───── RECORD SET

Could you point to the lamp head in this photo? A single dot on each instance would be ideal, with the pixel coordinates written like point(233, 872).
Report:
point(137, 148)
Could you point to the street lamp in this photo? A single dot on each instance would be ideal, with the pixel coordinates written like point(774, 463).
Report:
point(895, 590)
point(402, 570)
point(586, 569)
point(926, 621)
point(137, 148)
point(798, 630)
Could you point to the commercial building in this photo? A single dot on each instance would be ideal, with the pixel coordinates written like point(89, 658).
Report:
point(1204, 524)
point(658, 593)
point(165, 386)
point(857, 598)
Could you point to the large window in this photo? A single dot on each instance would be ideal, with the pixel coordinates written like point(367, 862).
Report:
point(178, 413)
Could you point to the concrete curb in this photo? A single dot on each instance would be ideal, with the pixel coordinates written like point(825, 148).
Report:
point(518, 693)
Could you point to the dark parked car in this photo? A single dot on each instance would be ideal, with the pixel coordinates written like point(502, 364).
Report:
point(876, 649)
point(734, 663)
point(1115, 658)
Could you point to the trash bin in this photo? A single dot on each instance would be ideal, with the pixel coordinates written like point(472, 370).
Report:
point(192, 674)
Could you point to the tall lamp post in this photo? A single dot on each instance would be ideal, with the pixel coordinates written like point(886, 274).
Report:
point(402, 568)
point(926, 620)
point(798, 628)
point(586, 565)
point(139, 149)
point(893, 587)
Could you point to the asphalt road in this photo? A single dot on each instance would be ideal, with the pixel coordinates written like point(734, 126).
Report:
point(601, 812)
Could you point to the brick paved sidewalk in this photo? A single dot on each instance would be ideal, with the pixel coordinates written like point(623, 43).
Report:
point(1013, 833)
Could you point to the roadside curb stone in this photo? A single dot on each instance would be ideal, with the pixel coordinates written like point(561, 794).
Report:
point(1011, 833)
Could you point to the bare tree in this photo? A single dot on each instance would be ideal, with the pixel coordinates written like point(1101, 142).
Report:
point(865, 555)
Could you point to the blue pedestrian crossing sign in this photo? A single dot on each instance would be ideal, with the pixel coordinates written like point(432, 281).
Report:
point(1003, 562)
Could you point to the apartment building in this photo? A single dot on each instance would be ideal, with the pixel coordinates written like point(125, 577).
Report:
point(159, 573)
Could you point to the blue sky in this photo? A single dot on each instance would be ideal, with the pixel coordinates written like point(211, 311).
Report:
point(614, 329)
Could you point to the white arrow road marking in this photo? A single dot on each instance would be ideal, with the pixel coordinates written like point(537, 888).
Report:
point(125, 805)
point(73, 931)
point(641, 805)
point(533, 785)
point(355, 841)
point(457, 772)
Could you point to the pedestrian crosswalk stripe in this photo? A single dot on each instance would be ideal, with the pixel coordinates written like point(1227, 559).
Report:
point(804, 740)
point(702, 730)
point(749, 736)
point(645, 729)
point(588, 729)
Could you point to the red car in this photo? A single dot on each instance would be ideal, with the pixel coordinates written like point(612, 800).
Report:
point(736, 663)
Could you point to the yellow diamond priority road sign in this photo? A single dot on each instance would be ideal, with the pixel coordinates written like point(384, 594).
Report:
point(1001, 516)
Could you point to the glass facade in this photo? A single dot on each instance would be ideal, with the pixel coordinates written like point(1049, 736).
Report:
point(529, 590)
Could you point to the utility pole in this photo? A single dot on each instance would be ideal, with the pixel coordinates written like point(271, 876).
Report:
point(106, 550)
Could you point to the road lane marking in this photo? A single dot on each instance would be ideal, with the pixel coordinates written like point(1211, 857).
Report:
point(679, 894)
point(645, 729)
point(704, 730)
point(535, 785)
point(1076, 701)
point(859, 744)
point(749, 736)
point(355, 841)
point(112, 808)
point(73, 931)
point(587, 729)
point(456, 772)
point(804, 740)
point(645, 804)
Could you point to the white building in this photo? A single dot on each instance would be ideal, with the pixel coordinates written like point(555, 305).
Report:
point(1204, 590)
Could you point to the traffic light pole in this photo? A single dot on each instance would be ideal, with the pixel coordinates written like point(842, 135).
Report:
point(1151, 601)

──────────

§ AIM OF THE TASK
Look through the entries for lines containing the word "pedestrian" and return each one.

§ RESPONSE TO THIS TASK
Could you point to the blue pedestrian crossing sign in this photo? A single dot on each instance would be ideal, with the pixel coordinates written like point(432, 281).
Could you point to the pedestrian crosswalk stripe in this photo? A single dot on each instance would be ideal, with the pixel coordinates written like point(1227, 559).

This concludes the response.